Document text:

# # # # #

For a lot of years, the "airline stink" put a stigma around those with 121 time who tried to go somewhere else, and most of us are familiar with the 121 guys who wanted to fly ag or other such stuff. Nightmares. Almost as bad as military pilots trying to fly ag. Ugh. (then again, crawl out of an 802 and into a F-16...)

When I did my type in the 747, I'd just barely come out of an 802 a couple of weeks prior to ground school. In the sim when we did a V1 cut, I mashed that rudder and the airplane tried to roll over on me. The instructor his the freeze button and asked what the hell I was doing. It took a couple of tries to figure out that the rudder was several stories tall, and I didn't need to throw it around like a tailwheel airplane. For me, it was the transition back and forth a few times a year, low and slow to high and fast, that was exhausting. More so, the older I got. Dogs, tricks, and all.

# # # # #

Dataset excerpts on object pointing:
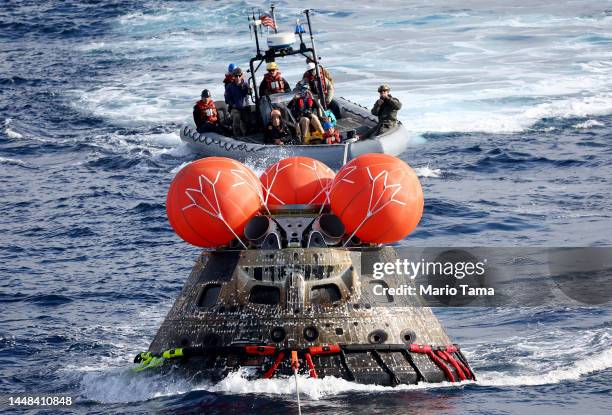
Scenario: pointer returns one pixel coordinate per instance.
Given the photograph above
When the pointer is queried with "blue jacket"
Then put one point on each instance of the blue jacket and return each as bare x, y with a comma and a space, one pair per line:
237, 95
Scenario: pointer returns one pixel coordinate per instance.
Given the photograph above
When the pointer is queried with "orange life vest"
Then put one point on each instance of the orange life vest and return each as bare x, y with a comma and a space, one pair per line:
331, 138
274, 83
307, 103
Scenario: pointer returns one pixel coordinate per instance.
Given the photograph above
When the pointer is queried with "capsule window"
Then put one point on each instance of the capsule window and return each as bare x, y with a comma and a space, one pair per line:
325, 294
209, 295
262, 294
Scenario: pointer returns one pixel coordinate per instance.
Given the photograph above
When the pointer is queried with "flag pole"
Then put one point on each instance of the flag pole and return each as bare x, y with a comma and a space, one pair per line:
273, 17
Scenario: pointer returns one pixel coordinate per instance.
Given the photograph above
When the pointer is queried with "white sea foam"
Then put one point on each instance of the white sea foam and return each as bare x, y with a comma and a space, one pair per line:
588, 124
17, 162
574, 371
428, 172
9, 132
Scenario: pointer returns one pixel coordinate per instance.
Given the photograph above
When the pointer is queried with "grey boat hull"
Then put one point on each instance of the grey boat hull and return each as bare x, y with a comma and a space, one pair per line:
355, 117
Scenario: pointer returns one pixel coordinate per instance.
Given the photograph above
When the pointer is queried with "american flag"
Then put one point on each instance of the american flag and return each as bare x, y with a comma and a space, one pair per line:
267, 20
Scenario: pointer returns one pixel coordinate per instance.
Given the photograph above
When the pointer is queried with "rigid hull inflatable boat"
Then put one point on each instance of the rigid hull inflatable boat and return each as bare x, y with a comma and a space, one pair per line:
250, 309
354, 122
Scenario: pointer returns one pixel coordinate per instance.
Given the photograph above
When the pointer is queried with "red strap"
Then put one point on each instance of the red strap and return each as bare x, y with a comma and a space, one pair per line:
270, 372
418, 348
313, 372
453, 362
260, 350
328, 349
295, 363
441, 365
466, 369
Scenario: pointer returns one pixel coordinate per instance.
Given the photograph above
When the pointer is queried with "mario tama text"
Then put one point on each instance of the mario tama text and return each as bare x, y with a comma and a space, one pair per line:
437, 278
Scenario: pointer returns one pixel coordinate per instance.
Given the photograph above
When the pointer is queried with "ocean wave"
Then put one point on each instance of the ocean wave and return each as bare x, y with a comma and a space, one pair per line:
16, 162
588, 124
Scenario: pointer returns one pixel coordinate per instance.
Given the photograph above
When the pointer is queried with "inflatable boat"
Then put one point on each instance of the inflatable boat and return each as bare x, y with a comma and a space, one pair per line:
354, 122
284, 286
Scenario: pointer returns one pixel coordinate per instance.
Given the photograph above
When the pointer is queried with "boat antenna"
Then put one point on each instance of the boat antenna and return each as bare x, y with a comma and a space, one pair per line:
316, 61
299, 30
273, 17
254, 24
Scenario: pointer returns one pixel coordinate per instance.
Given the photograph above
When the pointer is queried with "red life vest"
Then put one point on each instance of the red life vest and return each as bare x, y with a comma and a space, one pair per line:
312, 81
207, 111
302, 103
274, 83
330, 137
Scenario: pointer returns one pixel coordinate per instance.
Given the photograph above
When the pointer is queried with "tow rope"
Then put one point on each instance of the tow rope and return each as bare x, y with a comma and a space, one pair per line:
295, 365
447, 358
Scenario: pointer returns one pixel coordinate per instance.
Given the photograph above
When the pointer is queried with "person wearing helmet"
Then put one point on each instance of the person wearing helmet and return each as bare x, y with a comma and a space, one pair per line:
327, 82
273, 81
229, 76
331, 135
276, 131
385, 108
237, 100
307, 111
205, 114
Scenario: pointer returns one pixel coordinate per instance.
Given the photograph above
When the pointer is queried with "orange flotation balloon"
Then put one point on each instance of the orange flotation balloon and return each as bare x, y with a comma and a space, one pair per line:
211, 200
297, 180
378, 198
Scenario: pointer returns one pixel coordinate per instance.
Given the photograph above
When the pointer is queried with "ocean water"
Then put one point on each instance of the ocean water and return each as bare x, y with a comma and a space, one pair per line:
510, 109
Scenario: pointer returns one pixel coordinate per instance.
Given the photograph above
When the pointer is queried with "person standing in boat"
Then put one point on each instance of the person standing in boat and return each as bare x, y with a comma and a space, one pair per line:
273, 81
331, 135
276, 131
237, 99
306, 110
205, 114
386, 110
310, 76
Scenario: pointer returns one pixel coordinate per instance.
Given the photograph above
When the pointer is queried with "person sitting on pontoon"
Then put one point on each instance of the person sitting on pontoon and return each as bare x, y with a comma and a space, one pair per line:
306, 110
273, 82
310, 76
205, 114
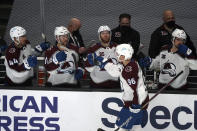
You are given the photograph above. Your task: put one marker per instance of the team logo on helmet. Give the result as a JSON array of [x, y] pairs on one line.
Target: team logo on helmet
[[117, 34]]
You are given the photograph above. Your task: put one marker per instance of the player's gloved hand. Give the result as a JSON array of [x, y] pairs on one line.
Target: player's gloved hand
[[31, 61], [102, 61], [90, 58], [184, 50], [78, 74], [145, 62], [125, 115], [59, 57], [42, 47]]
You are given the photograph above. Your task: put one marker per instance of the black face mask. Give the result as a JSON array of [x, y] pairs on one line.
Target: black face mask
[[170, 24], [125, 28]]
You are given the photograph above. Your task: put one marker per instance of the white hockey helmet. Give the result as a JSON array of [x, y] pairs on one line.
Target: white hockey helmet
[[16, 32], [103, 28], [125, 50], [61, 30], [178, 33]]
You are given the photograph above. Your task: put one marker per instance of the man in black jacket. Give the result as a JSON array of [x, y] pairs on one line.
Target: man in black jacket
[[75, 37], [162, 35], [125, 34]]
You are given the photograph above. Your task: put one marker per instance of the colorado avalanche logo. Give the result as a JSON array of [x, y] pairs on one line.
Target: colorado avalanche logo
[[169, 68]]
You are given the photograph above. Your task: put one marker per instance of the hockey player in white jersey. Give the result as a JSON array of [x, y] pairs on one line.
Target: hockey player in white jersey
[[105, 48], [61, 61], [134, 93], [172, 60], [20, 58]]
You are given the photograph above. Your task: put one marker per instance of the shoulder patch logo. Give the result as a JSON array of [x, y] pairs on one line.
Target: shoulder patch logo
[[128, 69], [12, 50]]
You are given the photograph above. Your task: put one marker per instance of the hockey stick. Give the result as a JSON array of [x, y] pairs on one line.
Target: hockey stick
[[42, 18], [157, 93]]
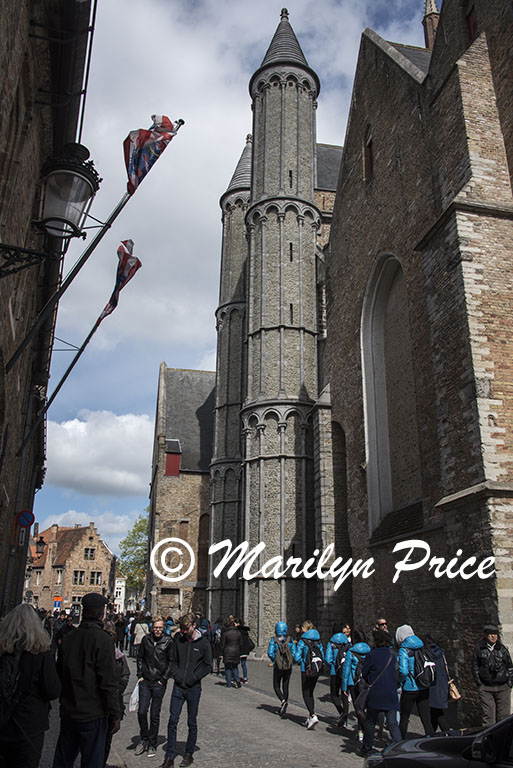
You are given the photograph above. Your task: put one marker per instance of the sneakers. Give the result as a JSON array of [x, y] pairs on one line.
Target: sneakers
[[141, 748]]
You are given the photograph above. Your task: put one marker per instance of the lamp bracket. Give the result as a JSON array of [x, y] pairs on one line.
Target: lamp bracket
[[14, 259]]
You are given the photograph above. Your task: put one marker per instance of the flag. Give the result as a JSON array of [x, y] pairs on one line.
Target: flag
[[127, 267], [143, 148]]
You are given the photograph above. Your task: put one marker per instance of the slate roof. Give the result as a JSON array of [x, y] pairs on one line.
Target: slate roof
[[329, 157], [284, 47], [190, 415], [241, 179], [421, 57]]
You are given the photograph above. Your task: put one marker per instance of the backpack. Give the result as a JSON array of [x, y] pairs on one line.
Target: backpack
[[340, 658], [10, 695], [424, 669], [359, 667], [313, 661], [283, 658]]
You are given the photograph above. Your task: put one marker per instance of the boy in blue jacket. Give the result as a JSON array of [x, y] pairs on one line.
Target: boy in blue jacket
[[281, 652], [336, 650], [310, 638]]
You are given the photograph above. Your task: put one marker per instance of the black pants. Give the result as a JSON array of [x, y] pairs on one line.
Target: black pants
[[307, 687], [281, 680], [22, 753], [438, 719], [421, 699], [341, 703]]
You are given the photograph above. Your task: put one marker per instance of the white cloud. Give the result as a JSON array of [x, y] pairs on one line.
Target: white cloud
[[100, 453]]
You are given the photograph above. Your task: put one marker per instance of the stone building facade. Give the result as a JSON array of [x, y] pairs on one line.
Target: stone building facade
[[420, 313], [42, 54], [74, 561], [180, 487], [363, 392]]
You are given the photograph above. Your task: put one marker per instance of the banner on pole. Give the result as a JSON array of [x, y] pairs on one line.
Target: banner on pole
[[143, 148], [127, 267]]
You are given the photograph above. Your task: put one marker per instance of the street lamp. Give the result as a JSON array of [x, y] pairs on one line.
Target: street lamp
[[68, 186]]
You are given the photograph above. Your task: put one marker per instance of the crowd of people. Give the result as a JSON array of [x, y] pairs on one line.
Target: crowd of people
[[43, 658]]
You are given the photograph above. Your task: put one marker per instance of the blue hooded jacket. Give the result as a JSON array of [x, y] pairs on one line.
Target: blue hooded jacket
[[332, 652], [407, 662], [301, 648], [355, 653]]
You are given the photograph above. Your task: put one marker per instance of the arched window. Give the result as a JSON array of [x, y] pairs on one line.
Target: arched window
[[391, 430]]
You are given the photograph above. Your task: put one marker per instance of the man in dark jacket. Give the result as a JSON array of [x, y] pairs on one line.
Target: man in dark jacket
[[153, 671], [492, 669], [191, 661], [89, 697]]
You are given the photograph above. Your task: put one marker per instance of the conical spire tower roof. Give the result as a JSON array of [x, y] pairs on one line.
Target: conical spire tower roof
[[241, 178], [285, 49], [284, 46]]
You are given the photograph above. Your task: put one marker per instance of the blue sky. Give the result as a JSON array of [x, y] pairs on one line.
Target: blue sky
[[191, 60]]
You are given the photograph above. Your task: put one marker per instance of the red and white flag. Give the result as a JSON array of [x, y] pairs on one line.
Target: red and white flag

# # # # #

Instructions:
A – Pull out each line of the rows that contains the word "vest" and list those lines unchanged.
B – Write the next part of the passage on pilots moving between ag flying and airline flying, starting after its final sentence.

The replies:
A –
When the pointer is queried with "orange life vest"
Then put one point on each instance of the orange life vest and return each as bare x, y with a comma and a space, one pair per line:
When the pointer is queried with "red life vest"
Then put one point on each instance of the red life vest and return each as bare x, y with a comma and a space, one pair per line:

B –
Ag aviation (and fire, and other utility stuff) does carry the cowboy stigma, and it's viewed through the lens of ignorance by many, usually those who couldn't fly their way out of a wet paper bag. Many moons ago, a very condescending captain in the 747 remarked, when he learned of my ag background, "I guess you don't have any precision flying experience, then." I asked if formation flying under powerlines at gross weight in strong winds counted, and he said, "we don't do much flying under powerlines, here." Point taken, but his ignorance ran thick and heavy. Nice guy, but an idiot. Don't let those who don't understand where you've come from, stand in your way. Apply, interview, go to work, and ignore those who tell you that you can't. They're wrong.

You can upgrade with a regional, and you can upgrade with a legacy, if you're willing to travel and work out of places you don't want to move or live.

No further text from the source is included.